↓

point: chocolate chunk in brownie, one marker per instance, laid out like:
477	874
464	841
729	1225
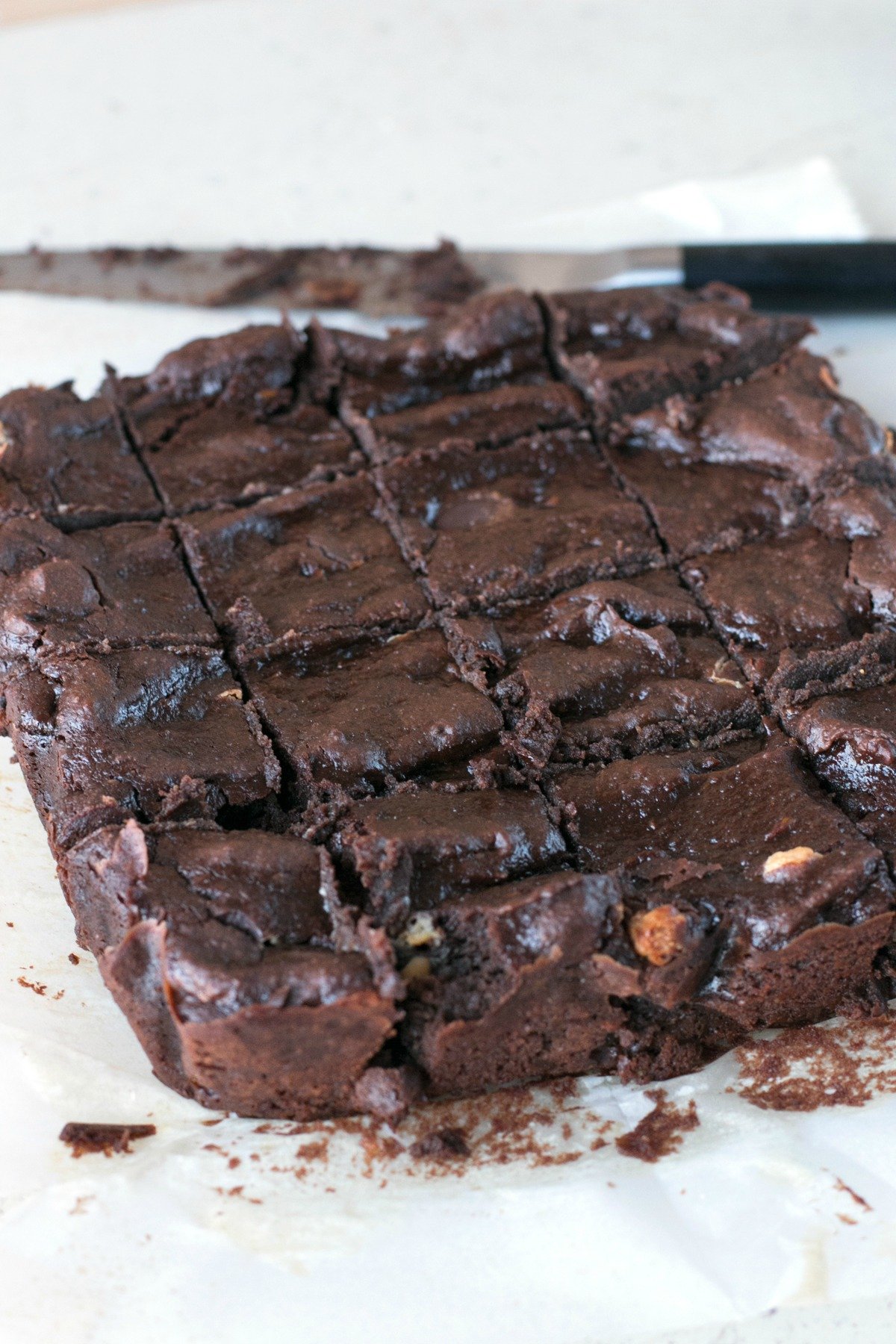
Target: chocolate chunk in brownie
488	342
305	569
488	420
147	732
375	712
246	980
798	900
790	593
67	458
629	349
521	520
610	668
414	850
113	586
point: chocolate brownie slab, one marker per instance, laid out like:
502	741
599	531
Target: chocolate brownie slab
373	712
247	983
415	848
148	732
107	586
305	569
610	668
742	843
66	458
521	520
629	349
489	342
487	420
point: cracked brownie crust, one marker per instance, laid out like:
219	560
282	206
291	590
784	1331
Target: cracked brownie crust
501	699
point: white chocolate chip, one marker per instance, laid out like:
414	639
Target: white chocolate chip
723	680
421	930
418	968
782	862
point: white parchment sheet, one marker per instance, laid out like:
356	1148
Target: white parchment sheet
763	1226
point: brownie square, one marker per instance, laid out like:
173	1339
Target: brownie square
113	586
742	850
373	712
67	458
247	983
304	570
629	349
516	983
227	421
488	420
521	520
609	668
415	848
147	732
746	461
790	594
491	340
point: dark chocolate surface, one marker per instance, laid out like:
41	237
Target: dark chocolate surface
305	569
531	517
532	717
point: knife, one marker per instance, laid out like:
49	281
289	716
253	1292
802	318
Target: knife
390	282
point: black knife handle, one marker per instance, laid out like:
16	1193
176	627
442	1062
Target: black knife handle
801	275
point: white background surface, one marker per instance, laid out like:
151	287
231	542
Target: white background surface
496	122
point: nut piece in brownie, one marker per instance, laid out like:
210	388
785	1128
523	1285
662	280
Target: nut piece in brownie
225	421
307	569
247	983
744	461
521	520
842	710
629	349
741	850
373	712
487	418
147	732
105	586
67	458
492	340
418	847
610	668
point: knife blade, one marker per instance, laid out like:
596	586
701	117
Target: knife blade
391	282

↑

**Exercise goal**
Excluding every picture, write out each record word for word.

**Solution for this task**
point: chocolate chunk in brownie, one marker per instance, laid out like:
477	874
464	841
729	1225
Target: chocolate chunk in brownie
488	342
305	569
488	420
147	732
375	712
246	980
798	900
790	593
67	458
629	349
521	520
610	668
414	850
113	586
point: chocolate brownie slab, one marker per instance, laid out like:
502	741
599	531
Target: chocolate brownie slab
373	712
247	983
415	848
148	732
107	586
305	569
610	668
742	843
66	458
521	520
629	349
489	342
487	420
point: cracked brownie crust, one marker per instance, laid out like:
219	560
282	206
291	590
784	1331
Target: cracked brownie crust
501	699
point: white chocolate chip, one marker per instance, laid out like:
414	639
Target: white chocolate chip
723	680
421	930
418	968
782	862
point: white parchment sheet, one marker per instance, laid out like:
356	1148
Target: white parchment sheet
763	1226
point: brownie square, one marker per instance, laid out like:
173	1339
Target: brownie square
113	586
742	850
373	712
67	458
247	983
304	570
629	349
516	983
227	421
488	420
521	520
609	668
415	848
147	732
746	461
790	594
491	340
point: dark chocolate surface, one marker per instance, laid out like:
41	237
Target: dark chocolate surface
305	569
531	517
532	717
point: knife, one marker per instance, laid out like:
49	281
289	716
253	1292
802	318
Target: knife
390	282
point: black knife handle, one marker per instance, laid out like:
16	1193
176	627
442	1062
Target: black knife handle
801	275
point: white background surface, one marker per instance, laid out like:
151	287
231	542
Target: white background surface
496	122
point: nut piece in brownie, one marker per instance, laid out like:
210	388
785	1128
523	1285
662	280
Target: nut piece in brownie
225	421
307	569
247	983
744	461
521	520
842	710
629	349
741	850
373	712
487	418
147	732
105	586
67	458
492	340
418	847
610	668
point: knife blade, one marker per instance, laid out like:
596	586
701	117
Target: knife blade
391	282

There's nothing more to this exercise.